Assigned task -> Omit every picture, then return the listing verbatim.
◆ ◆ ◆ ◆ ◆
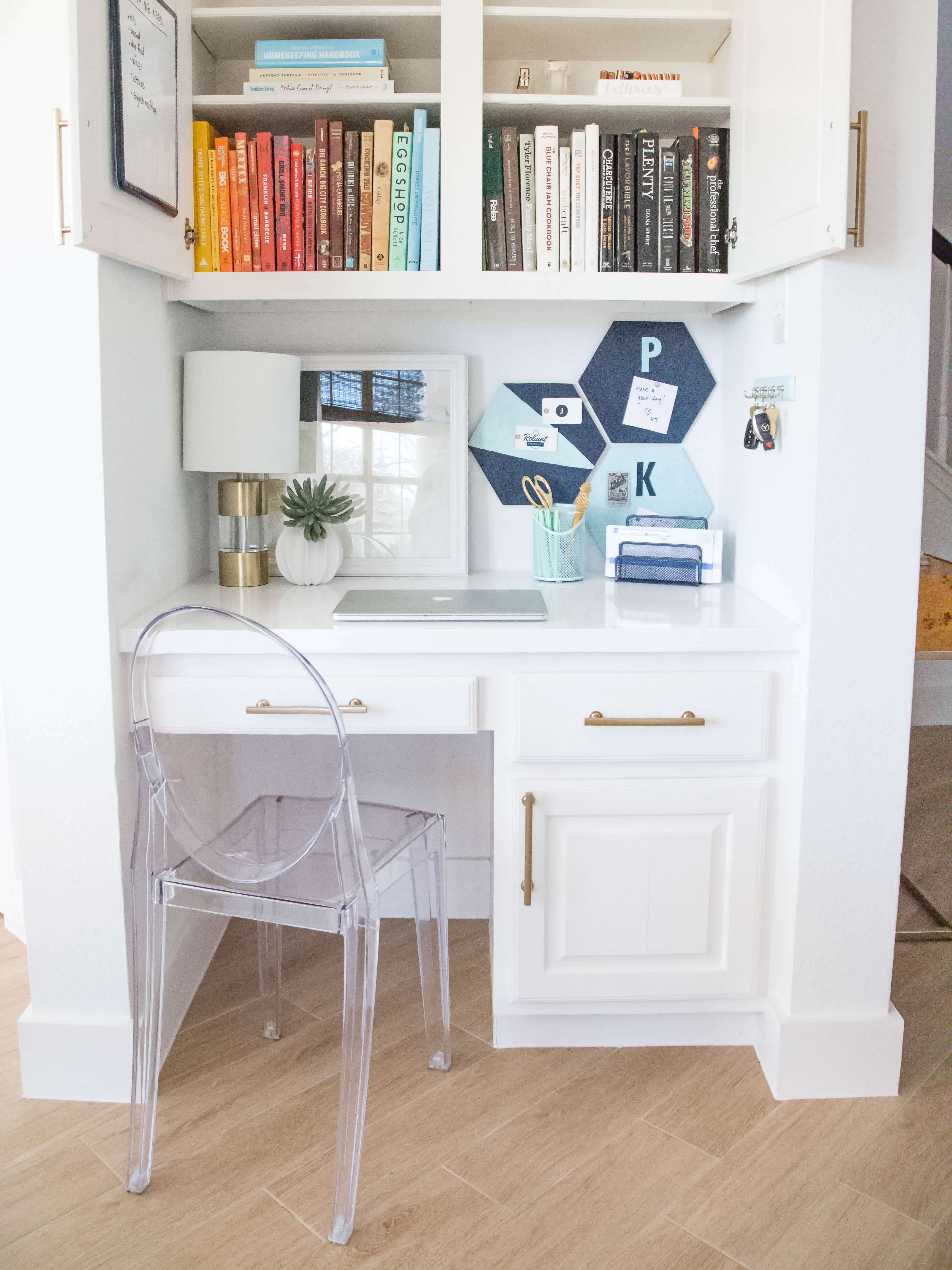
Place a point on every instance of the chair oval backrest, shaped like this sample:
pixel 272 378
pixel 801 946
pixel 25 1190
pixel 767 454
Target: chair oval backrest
◆ ◆ ◆ ◆ ◆
Output below ->
Place a point on every instance of the chair oval backrest, shaped like this sample:
pixel 272 378
pixel 801 946
pixel 25 1190
pixel 767 454
Target: chair oval backrest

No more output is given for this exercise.